BEGIN Document

Forum OpenACS Development: Re: Comments within cr_check_mime_type

Collapse
Posted by Antonio Pisano on
Hi Iuri,

some approaches available now which you might consider for filetype detection is:
- available tcl API (e.g. [1])
- wrapping the "file" command line utility (on unix-like systems).

Keep in mind that, although stricter, checking file type by its content is much more expensive than the lazy, extension-based approach (requires file IO, sometimes an exec...). Also, the more you want recognition to be "type specific" (e.g. number of pages in a pdf, width of a png...) and the more is likely you will need a special tool/lib for this.

END Document
BEGIN Data provided

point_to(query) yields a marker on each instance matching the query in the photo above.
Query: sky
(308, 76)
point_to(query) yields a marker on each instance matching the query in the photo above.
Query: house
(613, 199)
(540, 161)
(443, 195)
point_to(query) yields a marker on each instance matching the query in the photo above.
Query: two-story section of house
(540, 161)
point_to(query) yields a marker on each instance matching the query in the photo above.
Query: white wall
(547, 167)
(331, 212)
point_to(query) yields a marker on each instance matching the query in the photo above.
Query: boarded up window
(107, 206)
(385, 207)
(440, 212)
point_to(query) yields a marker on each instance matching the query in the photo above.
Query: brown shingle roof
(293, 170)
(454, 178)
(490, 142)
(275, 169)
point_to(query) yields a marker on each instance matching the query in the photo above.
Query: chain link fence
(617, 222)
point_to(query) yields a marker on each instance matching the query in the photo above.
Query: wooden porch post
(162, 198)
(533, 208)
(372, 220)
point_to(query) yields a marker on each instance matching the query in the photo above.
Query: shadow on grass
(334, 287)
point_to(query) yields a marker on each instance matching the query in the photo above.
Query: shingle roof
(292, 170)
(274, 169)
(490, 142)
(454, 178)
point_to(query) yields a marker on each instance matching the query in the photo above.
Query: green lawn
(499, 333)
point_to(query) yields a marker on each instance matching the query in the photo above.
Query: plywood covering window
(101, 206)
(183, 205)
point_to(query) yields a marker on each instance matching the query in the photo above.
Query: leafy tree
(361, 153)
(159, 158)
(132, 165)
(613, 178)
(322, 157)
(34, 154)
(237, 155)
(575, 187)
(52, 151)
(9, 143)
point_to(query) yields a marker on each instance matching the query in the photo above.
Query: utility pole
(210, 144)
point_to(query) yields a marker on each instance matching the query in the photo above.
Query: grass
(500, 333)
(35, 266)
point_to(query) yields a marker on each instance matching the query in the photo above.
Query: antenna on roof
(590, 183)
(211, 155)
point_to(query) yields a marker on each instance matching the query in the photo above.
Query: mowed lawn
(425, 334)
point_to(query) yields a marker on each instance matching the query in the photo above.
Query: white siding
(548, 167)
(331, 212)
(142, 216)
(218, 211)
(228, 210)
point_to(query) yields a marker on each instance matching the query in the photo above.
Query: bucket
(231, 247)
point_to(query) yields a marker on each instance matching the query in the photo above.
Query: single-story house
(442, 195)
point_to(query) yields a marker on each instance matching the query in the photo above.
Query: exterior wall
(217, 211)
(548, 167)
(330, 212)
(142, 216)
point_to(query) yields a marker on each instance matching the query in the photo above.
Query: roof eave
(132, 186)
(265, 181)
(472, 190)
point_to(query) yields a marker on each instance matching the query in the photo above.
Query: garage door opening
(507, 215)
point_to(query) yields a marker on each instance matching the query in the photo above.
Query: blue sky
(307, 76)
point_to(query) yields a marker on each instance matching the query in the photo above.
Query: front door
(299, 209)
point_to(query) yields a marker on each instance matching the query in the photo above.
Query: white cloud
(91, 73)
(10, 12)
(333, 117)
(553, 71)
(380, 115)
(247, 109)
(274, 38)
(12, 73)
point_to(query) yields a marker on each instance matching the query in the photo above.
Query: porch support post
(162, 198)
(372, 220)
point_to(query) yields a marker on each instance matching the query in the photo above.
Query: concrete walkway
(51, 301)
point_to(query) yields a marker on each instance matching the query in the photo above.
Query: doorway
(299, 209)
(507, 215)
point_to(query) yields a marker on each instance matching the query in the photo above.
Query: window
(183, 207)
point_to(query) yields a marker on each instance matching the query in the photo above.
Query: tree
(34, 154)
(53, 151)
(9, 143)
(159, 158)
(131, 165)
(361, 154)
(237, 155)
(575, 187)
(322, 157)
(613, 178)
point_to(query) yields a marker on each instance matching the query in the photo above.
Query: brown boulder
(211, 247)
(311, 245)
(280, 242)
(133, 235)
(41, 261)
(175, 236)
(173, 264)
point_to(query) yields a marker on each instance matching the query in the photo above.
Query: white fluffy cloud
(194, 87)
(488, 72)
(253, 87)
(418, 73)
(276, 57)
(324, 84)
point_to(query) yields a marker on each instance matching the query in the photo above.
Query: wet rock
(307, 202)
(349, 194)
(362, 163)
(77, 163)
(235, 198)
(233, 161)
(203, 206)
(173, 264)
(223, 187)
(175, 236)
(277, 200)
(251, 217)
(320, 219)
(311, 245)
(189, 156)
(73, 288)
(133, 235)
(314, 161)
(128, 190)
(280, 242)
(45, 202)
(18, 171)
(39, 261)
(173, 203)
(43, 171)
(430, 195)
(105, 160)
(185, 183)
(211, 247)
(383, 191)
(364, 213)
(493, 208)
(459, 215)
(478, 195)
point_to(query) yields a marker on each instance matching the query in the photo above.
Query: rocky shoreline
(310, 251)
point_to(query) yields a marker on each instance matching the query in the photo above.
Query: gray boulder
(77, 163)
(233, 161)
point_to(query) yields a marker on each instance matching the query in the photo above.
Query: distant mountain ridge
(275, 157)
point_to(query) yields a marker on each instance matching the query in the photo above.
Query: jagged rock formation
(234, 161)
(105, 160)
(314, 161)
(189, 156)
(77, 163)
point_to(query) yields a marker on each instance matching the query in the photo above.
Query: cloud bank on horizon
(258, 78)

END Data provided

_Work to be completed_
Reproduce, word for word, the part of the forum post on file type detection above that opens with the words containing "Keep in mind" and closes with "tool/lib for this.".

_Correct result_
Keep in mind that, although stricter, checking file type by its content is much more expensive than the lazy, extension-based approach (requires file IO, sometimes an exec...). Also, the more you want recognition to be "type specific" (e.g. number of pages in a pdf, width of a png...) and the more is likely you will need a special tool/lib for this.